%%

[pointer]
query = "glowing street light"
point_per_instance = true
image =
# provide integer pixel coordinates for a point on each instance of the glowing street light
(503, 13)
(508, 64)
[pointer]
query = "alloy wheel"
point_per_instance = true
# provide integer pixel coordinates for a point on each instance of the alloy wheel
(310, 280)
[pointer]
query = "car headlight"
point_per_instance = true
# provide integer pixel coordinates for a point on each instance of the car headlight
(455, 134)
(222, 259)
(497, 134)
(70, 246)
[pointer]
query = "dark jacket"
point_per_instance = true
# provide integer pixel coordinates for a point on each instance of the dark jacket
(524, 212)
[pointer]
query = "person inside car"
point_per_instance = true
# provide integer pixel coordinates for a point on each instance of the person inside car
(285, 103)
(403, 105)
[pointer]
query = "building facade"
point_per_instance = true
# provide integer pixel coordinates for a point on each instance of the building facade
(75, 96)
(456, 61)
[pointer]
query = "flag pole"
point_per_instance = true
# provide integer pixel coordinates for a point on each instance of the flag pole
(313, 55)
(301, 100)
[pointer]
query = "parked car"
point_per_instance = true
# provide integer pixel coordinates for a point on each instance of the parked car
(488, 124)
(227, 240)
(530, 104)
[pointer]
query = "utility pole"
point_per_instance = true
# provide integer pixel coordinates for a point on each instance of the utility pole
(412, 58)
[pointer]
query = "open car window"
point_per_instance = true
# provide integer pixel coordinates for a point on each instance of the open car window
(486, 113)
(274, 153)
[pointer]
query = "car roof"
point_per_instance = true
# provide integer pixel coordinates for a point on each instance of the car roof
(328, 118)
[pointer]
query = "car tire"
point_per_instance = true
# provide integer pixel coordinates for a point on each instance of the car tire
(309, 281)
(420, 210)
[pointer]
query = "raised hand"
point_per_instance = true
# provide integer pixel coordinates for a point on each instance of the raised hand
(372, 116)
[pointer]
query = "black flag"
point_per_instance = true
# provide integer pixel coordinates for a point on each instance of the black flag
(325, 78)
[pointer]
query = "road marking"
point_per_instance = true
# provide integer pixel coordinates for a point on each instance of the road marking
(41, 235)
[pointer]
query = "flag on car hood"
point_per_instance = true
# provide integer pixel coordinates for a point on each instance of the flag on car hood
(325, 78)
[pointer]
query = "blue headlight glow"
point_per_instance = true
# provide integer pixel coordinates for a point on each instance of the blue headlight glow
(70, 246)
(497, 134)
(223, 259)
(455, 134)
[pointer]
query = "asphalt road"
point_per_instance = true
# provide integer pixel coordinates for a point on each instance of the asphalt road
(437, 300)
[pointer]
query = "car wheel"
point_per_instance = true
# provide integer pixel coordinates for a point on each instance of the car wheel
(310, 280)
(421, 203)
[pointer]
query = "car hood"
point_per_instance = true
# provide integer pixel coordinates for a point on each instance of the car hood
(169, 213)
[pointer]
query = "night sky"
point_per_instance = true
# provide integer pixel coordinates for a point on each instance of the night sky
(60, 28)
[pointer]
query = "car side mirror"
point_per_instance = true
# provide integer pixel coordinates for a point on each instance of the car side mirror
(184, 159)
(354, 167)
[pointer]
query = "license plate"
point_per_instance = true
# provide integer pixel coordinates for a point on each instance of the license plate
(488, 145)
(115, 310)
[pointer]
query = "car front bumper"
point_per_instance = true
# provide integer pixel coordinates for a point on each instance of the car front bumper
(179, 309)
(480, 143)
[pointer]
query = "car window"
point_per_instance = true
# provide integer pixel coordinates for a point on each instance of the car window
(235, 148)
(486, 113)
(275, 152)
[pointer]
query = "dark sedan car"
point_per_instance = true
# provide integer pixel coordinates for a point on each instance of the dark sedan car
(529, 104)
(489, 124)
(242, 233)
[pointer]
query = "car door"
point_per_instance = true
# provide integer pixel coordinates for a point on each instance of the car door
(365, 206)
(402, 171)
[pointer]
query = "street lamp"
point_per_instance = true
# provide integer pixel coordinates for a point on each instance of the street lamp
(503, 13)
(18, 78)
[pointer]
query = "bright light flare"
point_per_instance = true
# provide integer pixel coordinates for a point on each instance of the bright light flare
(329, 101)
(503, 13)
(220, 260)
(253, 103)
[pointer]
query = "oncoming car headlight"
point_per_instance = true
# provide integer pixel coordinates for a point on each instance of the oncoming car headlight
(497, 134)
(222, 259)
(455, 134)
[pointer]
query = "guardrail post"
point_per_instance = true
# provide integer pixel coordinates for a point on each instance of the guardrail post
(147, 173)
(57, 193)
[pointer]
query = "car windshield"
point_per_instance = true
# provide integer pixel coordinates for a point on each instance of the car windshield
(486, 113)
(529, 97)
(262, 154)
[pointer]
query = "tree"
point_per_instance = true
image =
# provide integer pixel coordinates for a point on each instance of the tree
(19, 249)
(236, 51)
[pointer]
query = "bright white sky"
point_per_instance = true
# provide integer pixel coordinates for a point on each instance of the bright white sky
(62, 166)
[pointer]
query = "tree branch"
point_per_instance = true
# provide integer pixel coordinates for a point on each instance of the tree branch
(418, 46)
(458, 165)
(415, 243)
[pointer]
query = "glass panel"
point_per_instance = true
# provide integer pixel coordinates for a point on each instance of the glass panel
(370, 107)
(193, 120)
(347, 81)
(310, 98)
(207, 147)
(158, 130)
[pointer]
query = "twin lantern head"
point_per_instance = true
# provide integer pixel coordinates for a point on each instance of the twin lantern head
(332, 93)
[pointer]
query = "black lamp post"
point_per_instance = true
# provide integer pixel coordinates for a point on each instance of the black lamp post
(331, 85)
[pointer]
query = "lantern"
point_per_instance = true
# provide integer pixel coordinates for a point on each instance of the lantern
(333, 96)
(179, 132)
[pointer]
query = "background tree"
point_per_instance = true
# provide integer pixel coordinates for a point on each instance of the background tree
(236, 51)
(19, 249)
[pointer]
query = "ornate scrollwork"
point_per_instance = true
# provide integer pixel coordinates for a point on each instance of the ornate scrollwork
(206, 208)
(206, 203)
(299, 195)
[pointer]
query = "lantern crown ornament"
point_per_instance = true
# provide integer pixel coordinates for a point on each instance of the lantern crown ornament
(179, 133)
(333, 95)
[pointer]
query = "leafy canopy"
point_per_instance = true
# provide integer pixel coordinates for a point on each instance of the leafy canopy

%%

Required work
Please restate the data word for word, every record included.

Completed exercise
[pointer]
query = "glowing street light"
point_per_instance = true
image =
# provide integer pixel coordinates for a point on each instance of the glowing street light
(503, 13)
(508, 64)
[pointer]
query = "alloy wheel"
point_per_instance = true
# provide integer pixel coordinates for a point on each instance of the alloy wheel
(310, 280)
[pointer]
query = "car headlight"
point_per_instance = true
# provide integer pixel coordinates for a point on each instance of the car headlight
(455, 134)
(222, 259)
(497, 134)
(70, 246)
[pointer]
query = "dark jacket"
point_per_instance = true
# provide integer pixel coordinates for a point on each instance of the dark jacket
(524, 212)
[pointer]
query = "person inside car"
point_per_instance = true
# provide integer pixel coordinates for a point on each instance of the person inside car
(285, 103)
(403, 105)
[pointer]
query = "building facade"
point_per_instance = true
# provide integer pixel coordinates for a point on each instance of the building facade
(75, 96)
(456, 61)
[pointer]
query = "flag pole"
point_per_instance = true
# provide integer pixel coordinates for a point on each instance of the flag pole
(313, 55)
(301, 100)
[pointer]
query = "parked car"
point_per_instance = true
# provide integer pixel coordinates for a point on each instance of the parked car
(488, 124)
(227, 240)
(530, 104)
[pointer]
query = "utility pole"
point_per_instance = true
# provide integer pixel coordinates for a point on each instance of the utility pole
(412, 58)
[pointer]
query = "open car window"
point_per_instance = true
# provide integer pixel coordinates for a point on each instance of the open car window
(486, 113)
(274, 153)
[pointer]
query = "car roof"
point_per_instance = true
# provide integer pixel coordinates for a point on each instance of the car roof
(328, 118)
[pointer]
query = "car tire"
point_per_instance = true
# provide integer pixel coordinates for a point on each instance of the car tire
(309, 281)
(420, 210)
[pointer]
query = "raised hand"
point_per_instance = true
# provide integer pixel coordinates for a point on each instance of the raised hand
(372, 116)
[pointer]
query = "black flag"
point_per_instance = true
# provide integer pixel coordinates for a point on each instance of the black flag
(325, 78)
[pointer]
query = "road marking"
point_per_instance = true
# provide integer pixel coordinates for a point on each instance of the road marking
(41, 235)
[pointer]
query = "flag on car hood"
point_per_instance = true
# provide integer pixel coordinates for a point on each instance of the flag on car hood
(325, 78)
[pointer]
query = "blue headlight glow"
point_per_instance = true
# provide integer pixel coordinates for a point on each instance of the blue headlight glow
(70, 246)
(497, 134)
(223, 259)
(455, 134)
[pointer]
query = "asphalt road"
point_per_instance = true
# provide integer pixel coordinates for a point on each instance of the asphalt road
(437, 300)
[pointer]
query = "car wheel"
point_per_instance = true
# provide integer pixel coordinates for a point on each instance of the car wheel
(310, 280)
(421, 203)
[pointer]
query = "car hood"
point_per_instance = true
# provide integer pixel coordinates for a point on each instance of the car hood
(169, 213)
[pointer]
query = "night sky"
point_per_instance = true
# provide integer pixel coordinates for a point on each instance of the night sky
(60, 28)
[pointer]
query = "car side mirror"
point_per_instance = true
# provide integer pixel coordinates for a point on each instance of the car side mirror
(184, 159)
(354, 167)
[pointer]
query = "license plate"
point_per_instance = true
# provide integer pixel coordinates for a point on each instance of the license plate
(488, 145)
(115, 310)
[pointer]
query = "car front bumper"
point_per_instance = true
# provide integer pixel coordinates for a point on each instance of the car front bumper
(179, 309)
(480, 143)
[pointer]
query = "car window"
point_per_instance = true
# provide integer pixel coordinates for a point on each instance of the car window
(235, 148)
(486, 113)
(275, 152)
[pointer]
query = "dark sedan car"
point_per_instance = true
# provide integer pixel coordinates for a point on each instance of the dark sedan car
(529, 104)
(489, 124)
(242, 233)
[pointer]
query = "car door"
point_per_instance = true
# provide integer pixel coordinates for a point on each instance of the car door
(365, 206)
(402, 171)
[pointer]
query = "street lamp"
point_per_instance = true
# provide integer pixel coordinates for a point on each instance of the street lamp
(503, 13)
(18, 78)
[pointer]
query = "bright light flare"
point_per_instance = true
# provide integer pixel coordinates for a point on each instance of the bright light flare
(329, 101)
(503, 13)
(220, 260)
(253, 103)
[pointer]
query = "oncoming car headlight"
point_per_instance = true
# provide integer pixel coordinates for a point on each instance of the oncoming car headlight
(497, 134)
(222, 259)
(455, 134)
[pointer]
query = "guardrail post"
point_per_instance = true
# provide integer pixel coordinates for a point on each instance of the guardrail post
(147, 173)
(57, 193)
[pointer]
query = "car windshield"
point_per_instance = true
# provide integer pixel coordinates for a point on each instance of the car windshield
(486, 113)
(529, 97)
(262, 154)
[pointer]
query = "tree"
point_per_instance = true
image =
# provide integer pixel coordinates for a point on each instance of the tree
(19, 249)
(236, 51)
[pointer]
query = "bright white sky"
point_per_instance = true
# provide integer pixel coordinates for a point on each instance of the bright white sky
(62, 166)
[pointer]
query = "tree branch"
point_per_instance = true
# provide integer pixel coordinates for a point on each instance of the tree branch
(418, 46)
(458, 165)
(415, 243)
[pointer]
query = "glass panel"
point_per_instance = true
# provide integer pixel coordinates for a point on each instance of the glass panel
(370, 107)
(193, 120)
(347, 81)
(310, 98)
(207, 147)
(158, 130)
[pointer]
query = "twin lantern head"
point_per_instance = true
# provide integer pixel coordinates for a point on each instance of the twin lantern head
(332, 93)
[pointer]
query = "black lamp post"
point_per_instance = true
# provide integer pixel coordinates for a point on each instance of the black lamp post
(331, 85)
[pointer]
query = "lantern"
point_per_instance = true
# provide integer pixel coordinates for a point on each instance of the lantern
(333, 96)
(179, 132)
[pointer]
query = "background tree"
point_per_instance = true
# provide integer pixel coordinates for a point on each instance of the background tree
(236, 51)
(19, 249)
[pointer]
query = "ornate scrollwork"
point_per_instance = true
# provide integer pixel coordinates for a point on each instance of the ornate scrollwork
(206, 208)
(206, 203)
(299, 195)
[pointer]
query = "lantern crown ornament"
point_per_instance = true
# provide integer pixel coordinates for a point on each instance of the lantern crown ornament
(179, 133)
(333, 95)
[pointer]
query = "leafy canopy"
point_per_instance = true
# provide integer pixel coordinates for a point on each instance of the leafy canopy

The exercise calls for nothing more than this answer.